While calmly observing these kids with affection, the movie also looks around the adults near them. They are nice people; Grandpa helps Koichi’s plan to skip the school, and the teachers turn out to be a lot more understanding than we thought at first. There is also a touching sequence when the kids unintentionally come into the house of an old couple. The kids get a place to sleep through deception, but an old couple is happy to have their house filled again with children. Whether they really believe one of the kids is their granddaughter does not matter because what happens between this couple and the kids is something they will never forget.
I came to know about the director/writer Hirokazu Kore-eda through “After Life”(1998). I did not expect much about that movie, but I was quickly absorbed into its story about the dead people who are about to move to the next world with one single precious memory in their previous lives. “Nobody Knows”(2004) was a sad story about four children who have to take care of themselves when their mother virtually abandons them. “Still Walking”(2008), a humane family drama about the increasing distance between parents and children, made me think about what I had observed from the relationship between my grandmother and my father for 20 years.

**AVAILABLE DATA**
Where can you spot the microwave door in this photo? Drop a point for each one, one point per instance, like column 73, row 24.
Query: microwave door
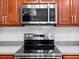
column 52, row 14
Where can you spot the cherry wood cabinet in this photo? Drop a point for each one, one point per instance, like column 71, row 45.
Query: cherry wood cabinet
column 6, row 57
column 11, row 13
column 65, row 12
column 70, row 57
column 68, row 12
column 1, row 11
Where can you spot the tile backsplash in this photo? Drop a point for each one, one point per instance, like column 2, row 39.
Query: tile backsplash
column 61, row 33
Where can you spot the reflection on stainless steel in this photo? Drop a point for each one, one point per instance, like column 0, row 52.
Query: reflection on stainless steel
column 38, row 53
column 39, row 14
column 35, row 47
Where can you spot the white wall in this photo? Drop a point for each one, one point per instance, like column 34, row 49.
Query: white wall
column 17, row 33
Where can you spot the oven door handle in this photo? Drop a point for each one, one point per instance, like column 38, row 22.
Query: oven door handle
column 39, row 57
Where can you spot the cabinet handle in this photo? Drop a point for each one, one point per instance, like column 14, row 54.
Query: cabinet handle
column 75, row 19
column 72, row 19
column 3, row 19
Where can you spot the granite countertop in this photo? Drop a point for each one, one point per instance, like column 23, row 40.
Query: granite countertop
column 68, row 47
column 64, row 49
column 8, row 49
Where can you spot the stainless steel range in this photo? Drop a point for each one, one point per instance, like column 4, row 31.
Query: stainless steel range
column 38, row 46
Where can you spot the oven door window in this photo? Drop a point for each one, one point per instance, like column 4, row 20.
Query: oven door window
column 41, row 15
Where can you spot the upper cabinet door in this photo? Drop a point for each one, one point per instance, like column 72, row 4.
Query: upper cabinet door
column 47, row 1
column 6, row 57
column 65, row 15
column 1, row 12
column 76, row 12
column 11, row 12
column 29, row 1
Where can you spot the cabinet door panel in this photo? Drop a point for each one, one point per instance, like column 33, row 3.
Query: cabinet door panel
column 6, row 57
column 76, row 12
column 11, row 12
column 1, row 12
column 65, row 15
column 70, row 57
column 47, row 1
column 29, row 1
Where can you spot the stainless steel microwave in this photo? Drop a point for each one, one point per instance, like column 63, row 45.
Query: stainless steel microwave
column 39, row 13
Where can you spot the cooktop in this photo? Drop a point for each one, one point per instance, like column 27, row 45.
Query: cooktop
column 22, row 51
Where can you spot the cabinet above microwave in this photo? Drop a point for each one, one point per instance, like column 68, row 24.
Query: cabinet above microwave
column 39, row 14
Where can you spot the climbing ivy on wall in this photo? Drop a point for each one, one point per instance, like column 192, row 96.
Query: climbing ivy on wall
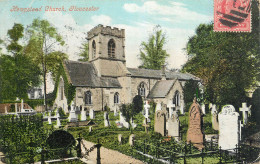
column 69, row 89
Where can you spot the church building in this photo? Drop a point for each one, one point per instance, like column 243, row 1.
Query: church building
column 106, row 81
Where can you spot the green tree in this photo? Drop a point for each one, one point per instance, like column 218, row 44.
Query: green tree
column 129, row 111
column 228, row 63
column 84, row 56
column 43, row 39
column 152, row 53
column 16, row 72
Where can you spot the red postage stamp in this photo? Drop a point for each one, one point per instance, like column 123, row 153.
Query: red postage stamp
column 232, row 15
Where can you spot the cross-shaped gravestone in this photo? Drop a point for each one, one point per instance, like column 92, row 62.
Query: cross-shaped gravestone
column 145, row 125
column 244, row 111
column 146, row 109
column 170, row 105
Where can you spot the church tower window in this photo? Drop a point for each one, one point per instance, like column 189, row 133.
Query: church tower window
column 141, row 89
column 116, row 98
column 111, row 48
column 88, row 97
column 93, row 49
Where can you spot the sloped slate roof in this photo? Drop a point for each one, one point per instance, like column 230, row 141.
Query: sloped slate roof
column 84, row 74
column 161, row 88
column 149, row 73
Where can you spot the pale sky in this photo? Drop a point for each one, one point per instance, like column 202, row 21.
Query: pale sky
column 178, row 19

**WHAT THE TASK ASKS**
Copy out the film review passage at the top of the page in full, word for word, changing nothing.

**TASK ANSWER**
While calmly observing these kids with affection, the movie also looks around the adults near them. They are nice people; Grandpa helps Koichi’s plan to skip the school, and the teachers turn out to be a lot more understanding than we thought at first. There is also a touching sequence when the kids unintentionally come into the house of an old couple. The kids get a place to sleep through deception, but an old couple is happy to have their house filled again with children. Whether they really believe one of the kids is their granddaughter does not matter because what happens between this couple and the kids is something they will never forget.
I came to know about the director/writer Hirokazu Kore-eda through “After Life”(1998). I did not expect much about that movie, but I was quickly absorbed into its story about the dead people who are about to move to the next world with one single precious memory in their previous lives. “Nobody Knows”(2004) was a sad story about four children who have to take care of themselves when their mother virtually abandons them. “Still Walking”(2008), a humane family drama about the increasing distance between parents and children, made me think about what I had observed from the relationship between my grandmother and my father for 20 years.